Yet a quick fix is needed. Dogmatism leads to deeply held beliefs that can be so profound to people that they are willing to defend them. The Civil War was a result of the dogmatic assertion that no one had the right to deny states the freedom to enslave human beings. It was clearly stated in the preamble to every single Confederate state’s constitution without exception, and they went and died about it.
Timothy McVeigh was a symbol for today’s dogmatic believers. A dedicated warrior against the perceived overreach of the government, he took matters into his own hands, believing Jefferson to have given him cover in his revolt against tyrants. Second Amendment fetishists believe it to be the seminal, defining feature of the Constitution, calling them to be the cure for a diseased culture. They are receiving support from leaders within the system. Rep. Louie Gohmert used civil war rhetoric as the Democrats in the House formulated their impeachment plans. The President himself re-tweeted a post from “Pastor” Robert Jeffress saying that the impeachment would result in a “Civil War like fracture in the Nation”. Trump would regularly suggest greater violence from his supporters, explaining how protesters used to be dealt with and promising to pay the legal fees for those that struck out against detractors. As recently as the debates leading up to his failed run for reelection, he told the violent Proud Boys who marched on Charlottesville to “…stand back and stand by”. Representative Steve King (R-IA) posted a meme reminding everyone that the red states have “8 trillion bullets” if needed for a civil war. After Texas brought a case to the Supreme Court seeking to disenfranchise the votes of four battleground states, a case it had no standing to bring and was rebuffed, the chairman of the Texas GOP, Allen West, called for secession, stating “Perhaps law-abiding states should bond together and form a Union of states that will abide by the constitution”.
What is the upshot of this official and semi-official acquiescence to the idea of a permanent division of the United States by any means necessary? Now that there is explicit support for these seditious ideas, militias and “patriot” groups have not seen an uptick, they have exploded. The Anti Defamation League has reported a doubling of militia groups since the election of Barack Obama in 2008, and documented a dramatic increase in far-right violence in 2018, notably paralleling the increased acceptability of hate speech from Trump and his allies.
The Proud Boys have become a part of the national lexicon, having planted their torch in Charlottesville and being given presidential cover for what led to murder in the town. With the President’s help, they achieved a legitimacy among a shockingly large swath of the population. These people vote, and are currently in a state of disbelief that their worldview was defeated. The Boogaloo Bois are another group that nakedly pursue the idea of Civil War, have it as their singular unifying principle while not necessarily agreeing about why they want it. One faction seems to be an extension of the Charles Manson vision of a cataclysmic race war while the other simply want to bring down a government they see as overreaching and oppressive. But the word “boogaloo” is simply a substitute for civil war, for bloody violence against ones countrymen. The underlying reasons seem secondary to the excitement over the violence itself. Substituting a benign sounding, almost child-like word to stand in for bloody, lethal confrontations is allowing recruitment of people who might otherwise be put off by declarations of war. My generation remember the boogaloo as a dance, one that was a celebration of freedom of expression, rejecting a buttoned up repressive past. Now it has been co-opted to preserve a perverted vision of a past America that needs to be reclaimed by any means necessary.
The Electoral College held. A threat of an attempted coup on January 6th is being suggested, but there seems little reason to take it seriously and less reason to imagine it succeeding.
Yes, this election is finally over, but the nightmare may just be starting.

* Source material

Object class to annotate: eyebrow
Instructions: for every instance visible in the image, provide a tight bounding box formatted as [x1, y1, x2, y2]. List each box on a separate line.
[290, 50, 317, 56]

* Required work
From the text on dogmatism and talk of civil war, give back the stretch from "The Electoral College" through "imagine it succeeding.", word for word.

* Result of this exercise
The Electoral College held. A threat of an attempted coup on January 6th is being suggested, but there seems little reason to take it seriously and less reason to imagine it succeeding.